**課題の目標**
下に示す「野鴨」の活弁をめぐる文章を、最後の文の後から書き継いでください。

**元の文章**
════════

繁俊・登志夫、親子の「野鴨」

前回、加藤剛さんが、繁俊が大隈講堂で「野鴨」の活弁をしたのを見て、大変感動した、というお話を書きましたが、「野鴨」については、登志夫も同じことをしていたようです。

登志夫の著書、とくに随筆は何度も読んでいますが、内容をすべて覚えているわけではありませんし、雑誌などに初掲載された時に改めて、それについて登志夫と話し合ったり感想を述べたり、ということもあまりありませんでした。毎回随筆を読み直すと、忘れていたり、読み流していたことが多いことに驚きます。これは家族みんな同じです。そんなこと書いてあったんだね、、、と知らせ合ったりすることもあります。「野鴨」のこともそのひとつです。

「演劇界」、2002年5月号(単行本「背中の背中」に収録)の「遠ざかる戦中戦後」に、「竹脇無我明かす竹脇昌作・名アナウンサー49歳自殺」というテレビ番組を見損なって残念だった、という後悔から始まる文章があります。それによると…

竹脇昌作の自殺は昭和34年、その数年前の28~29年頃、上野の文化会館のようなところで竹脇昌作が無声映画「野鴨」(1926・ドイツ)の活弁をすることになり、繁俊がそのアドバイザーをしたので、それを登志夫はそばで見ていました。繁俊は、恩師逍遙のイプセンの講義を講演録「イプセン研究」として編集出版しており、繁俊自身この作に傾倒していたから、それを知った誰かに竹脇さんの補佐を頼まれたのだろう。竹脇さんは礼儀正しく謙虚、低音の美声と淡々とした語り口が印象的だったそうです。そして、自身の「野鴨」の活弁の件。

════════

**提供資料**

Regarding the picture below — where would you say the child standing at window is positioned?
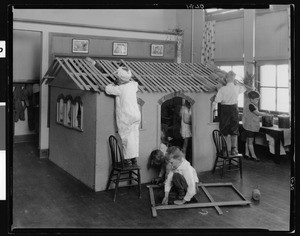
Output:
[243,91,269,161]
[213,71,246,155]
[86,58,141,166]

════════

**回答**
「そう、その後間もなく、昭和30年11月、私自身が早大大隈講堂で二回、この映画の活弁をやる羽目になった。30歳、まだ助手の頃で、私が会長をしていた文芸座という学生劇団がこの作を舞台化するにあたって、上映したのだったとおもう。むろん竹脇さんより下手だったにちがいないが、おもったより好評だった。」(引用)

加藤剛さんが見た繁俊の「野鴨」は、この登志夫の大隈講堂よりもあとです。繁俊の自他ともに認める朗読上手は、師の逍遙仕込みだったようです。繁俊はともかく、登志夫まで活弁をやっていたとは。登志夫30歳の活弁、どんなだったのか、見た人に聞いてみたいものです。しかし、もう65年も前のこと。その時の学生も80歳をとっくに超えています。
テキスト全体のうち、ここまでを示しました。